Textauszug >>
··········
Auch in der Pressepolitik paßte sich Bayern den
Karlsbader Beschlüssen an. Da eine Verfassungsänderung politisch nicht opportun
erschien, stellte das Königreich auf dem Weg von Verordnungen und
Verfassungsinterpretationen eine „weitgehende[] Konformität zwischen
Bundespolitik und Landespolitik“ (M. Treml) her. Bereits Ende 1820 waren die
oppositionellen Zeitungen diszipliniert, deren Abonnentenzahlen zudem
zurückgingen. Das Beispiel der Augsburger Allgemeinen Zeitung zeigt sogar auf,
daß Österreich direkten Einfluß auf die bayerische Zensurpraxis nehmen
konnte.[56]
An der Zentraluntersuchungskommission hatten sich bereits bei den Verhandlungen in Karlsbad die größten Widerstände entzündet. Nun weigerte sich Justizminister Reigersberg nach der Publikation der Beschlüsse, einen Beamten seines Ministeriums nach Mainz zu schicken, da „er nichts damit zu thun haben wolle.“[57] Den hierauf aus dem Außenministerium abgeordneten bayerischen Vertreter verpflichtete man – mit dem Wortlaut des Untersuchungsgesetzes als Instruktion ausgestattet –, die Untersuchungsbehörde vorbehaltlos zu unterstützen. Konflikte wegen des in der Verfassung garantierten Rechts auf ein ordentliches Gerichtsverfahren blieben allerdings aus, da – soweit bekannt – kein bayerischer Staatsbürger nach Mainz verbracht wurde.[58]
Am inkonsequentesten verhielt sich die bayerische Regierung bezüglich der Exekutionsordnung. Die unterlassene Publikation hatte keine Auswirkungen, da diese bei Bundesbeschlüssen, welche die auswärtigen Beziehungen der Bundesstaaten untereinander regelten, nicht notwendig war. Darüber hinaus stimmte Bayern auf den Wiener Ministerialkonferenzen 1819/20 der dort beschlossenen endgültigen Fassung der Exekutionsordnung zu.[59]
3. Ausblick: Die Wiener
Ministerialkonferenzen 1819/20[60]
Auch wenn die Karlsbader
Debatten über eine Interpretation des Artikels 13 nicht in Bundesbeschlüsse
umgesetzt wurden, verfehlten sie ihre Wirkung nicht. Sie trugen dazu bei, daß
„die Erhaltung der Verfassung und nicht mehr die Stelle, die Bayern innerhalb
des Deutschen Bundes spielen sollte [...] das Hauptziel der bayerischen
Politik“ wurde.[61]
Da die Karlsbader Konferenz nur die dringendsten Maßnahmen gegen
‚revolutionäre Umtriebe’ beschloß, entschied Metternich, noch offenstehende
Verfassungsfragen Ende 1819 in Wien zu klären. Um auch die nicht an den
Karlsbader Konferenzen beteiligten Regierungen mit einzubeziehen, lud er die 17
stimmführenden Staaten des Engeren Rates der Bundesversammlung nach Wien
ein.[62]
Laut Aretin bestanden
vor Beginn der Wiener Konferenzen drei Wege einer bayerischen Außenpolitik: 1.
··········
Gegebene Einträge >>
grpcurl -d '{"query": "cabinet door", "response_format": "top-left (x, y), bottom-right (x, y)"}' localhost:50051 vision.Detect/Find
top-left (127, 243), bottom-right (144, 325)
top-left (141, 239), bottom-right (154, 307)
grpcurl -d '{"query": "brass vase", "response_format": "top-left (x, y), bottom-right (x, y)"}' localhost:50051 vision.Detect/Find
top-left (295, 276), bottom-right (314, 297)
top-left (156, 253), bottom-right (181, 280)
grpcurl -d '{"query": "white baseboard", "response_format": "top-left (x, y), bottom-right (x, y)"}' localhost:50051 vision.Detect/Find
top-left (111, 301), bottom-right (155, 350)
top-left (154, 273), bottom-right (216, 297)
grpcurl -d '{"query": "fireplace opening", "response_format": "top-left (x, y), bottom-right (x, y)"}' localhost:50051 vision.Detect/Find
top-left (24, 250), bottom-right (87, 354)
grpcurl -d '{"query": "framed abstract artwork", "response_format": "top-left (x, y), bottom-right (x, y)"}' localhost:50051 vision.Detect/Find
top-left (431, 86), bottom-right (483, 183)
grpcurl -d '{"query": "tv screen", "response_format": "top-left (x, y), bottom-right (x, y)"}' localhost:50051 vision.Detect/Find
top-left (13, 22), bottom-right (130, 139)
··········
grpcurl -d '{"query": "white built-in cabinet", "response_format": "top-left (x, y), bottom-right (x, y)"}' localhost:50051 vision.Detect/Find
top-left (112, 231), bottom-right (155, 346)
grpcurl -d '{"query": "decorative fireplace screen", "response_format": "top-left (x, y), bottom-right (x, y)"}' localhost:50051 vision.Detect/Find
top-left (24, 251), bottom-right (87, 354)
··········
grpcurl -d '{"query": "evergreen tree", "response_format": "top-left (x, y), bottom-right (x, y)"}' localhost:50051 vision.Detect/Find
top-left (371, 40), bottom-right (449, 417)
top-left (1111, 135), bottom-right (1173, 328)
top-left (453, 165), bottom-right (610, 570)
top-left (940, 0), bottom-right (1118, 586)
··········
Aufgaben >>
• 1. Fass den Textauszug in drei Sätzen zusammen.
• 2. Such in den Einträgen jede Zeile heraus, in der die Zeichenfolge „query“ vorkommt, und schreib diese Zeilen unverändert ab.

Lösungen >>
• 1. Bayern passte sich in der Pressepolitik über Verordnungen und Verfassungsinterpretationen den Karlsbader Beschlüssen an, und schon Ende 1820 waren die oppositionellen Zeitungen diszipliniert. Justizminister Reigersberg weigerte sich, einen Beamten seines Ministeriums nach Mainz zu schicken, doch der stattdessen aus dem Außenministerium abgeordnete Vertreter wurde verpflichtet, die Untersuchungsbehörde vorbehaltlos zu unterstützen. Um offene Verfassungsfragen zu klären, lud Metternich die 17 stimmführenden Staaten des Engeren Rates der Bundesversammlung Ende 1819 nach Wien ein.

• 2.
grpcurl -d '{"query": "cabinet door", "response_format": "top-left (x, y), bottom-right (x, y)"}' localhost:50051 vision.Detect/Find
grpcurl -d '{"query": "brass vase", "response_format": "top-left (x, y), bottom-right (x, y)"}' localhost:50051 vision.Detect/Find
grpcurl -d '{"query": "white baseboard", "response_format": "top-left (x, y), bottom-right (x, y)"}' localhost:50051 vision.Detect/Find
grpcurl -d '{"query": "fireplace opening", "response_format": "top-left (x, y), bottom-right (x, y)"}' localhost:50051 vision.Detect/Find
grpcurl -d '{"query": "framed abstract artwork", "response_format": "top-left (x, y), bottom-right (x, y)"}' localhost:50051 vision.Detect/Find
grpcurl -d '{"query": "tv screen", "response_format": "top-left (x, y), bottom-right (x, y)"}' localhost:50051 vision.Detect/Find
grpcurl -d '{"query": "white built-in cabinet", "response_format": "top-left (x, y), bottom-right (x, y)"}' localhost:50051 vision.Detect/Find
grpcurl -d '{"query": "decorative fireplace screen", "response_format": "top-left (x, y), bottom-right (x, y)"}' localhost:50051 vision.Detect/Find
grpcurl -d '{"query": "evergreen tree", "response_format": "top-left (x, y), bottom-right (x, y)"}' localhost:50051 vision.Detect/Find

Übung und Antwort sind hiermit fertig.